→ **Material supplied**
▬▬▬

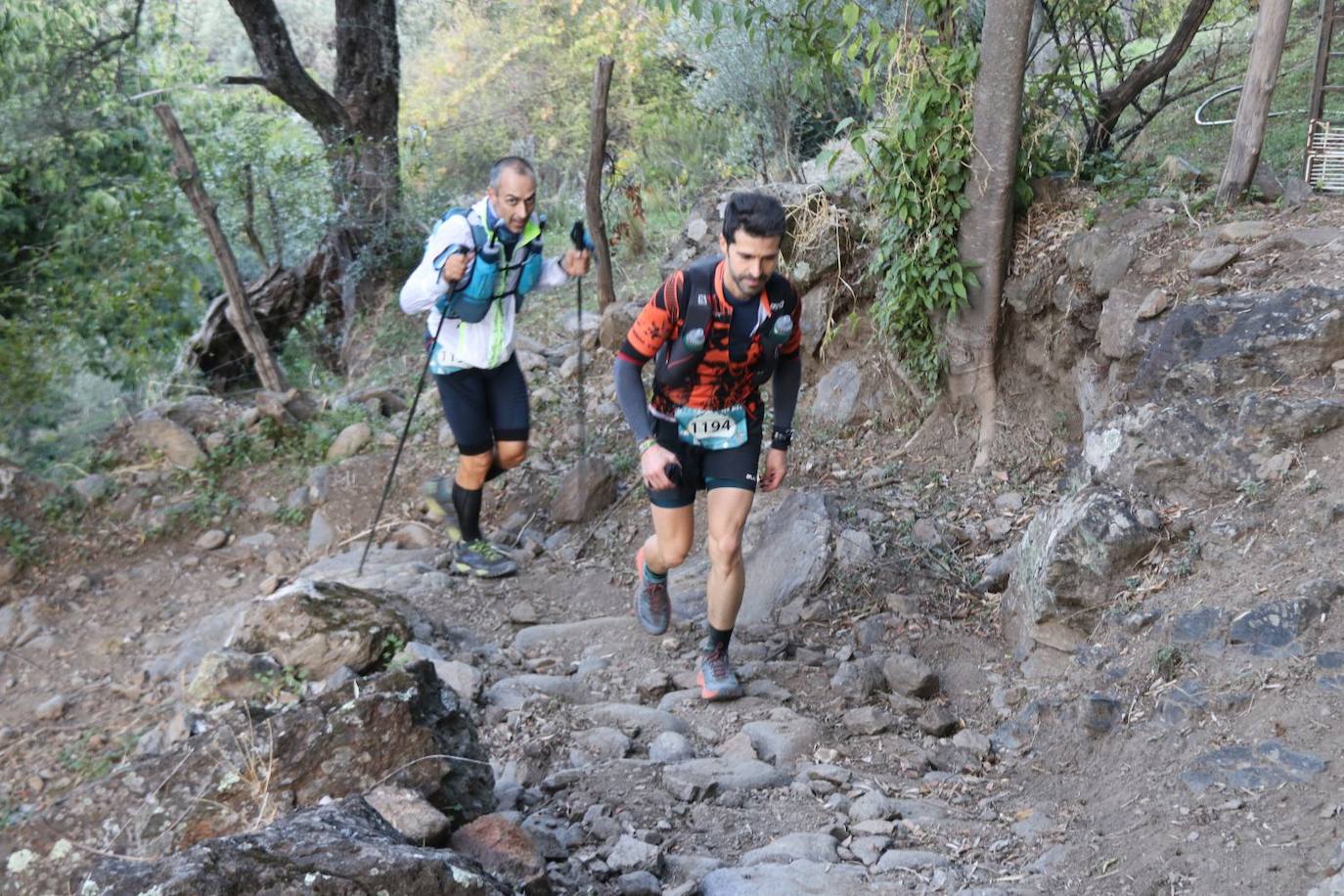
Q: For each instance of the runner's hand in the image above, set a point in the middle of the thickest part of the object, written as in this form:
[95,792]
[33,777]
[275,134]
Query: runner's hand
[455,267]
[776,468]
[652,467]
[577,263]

▬▬▬

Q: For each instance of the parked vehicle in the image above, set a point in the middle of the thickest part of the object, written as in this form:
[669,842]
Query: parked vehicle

▬▬▬

→ **Work order**
Once you find the line with "Q: For each instance of the parked" in the entries above, output it and each line after it up to and including the line with "Query: parked vehicle", and nothing else.

→ **Response to this exercise**
Q: For each instance of the parked vehicle in the image above, set a point in the middle of the thickest part of the object, written as in this form:
[669,842]
Query: parked vehicle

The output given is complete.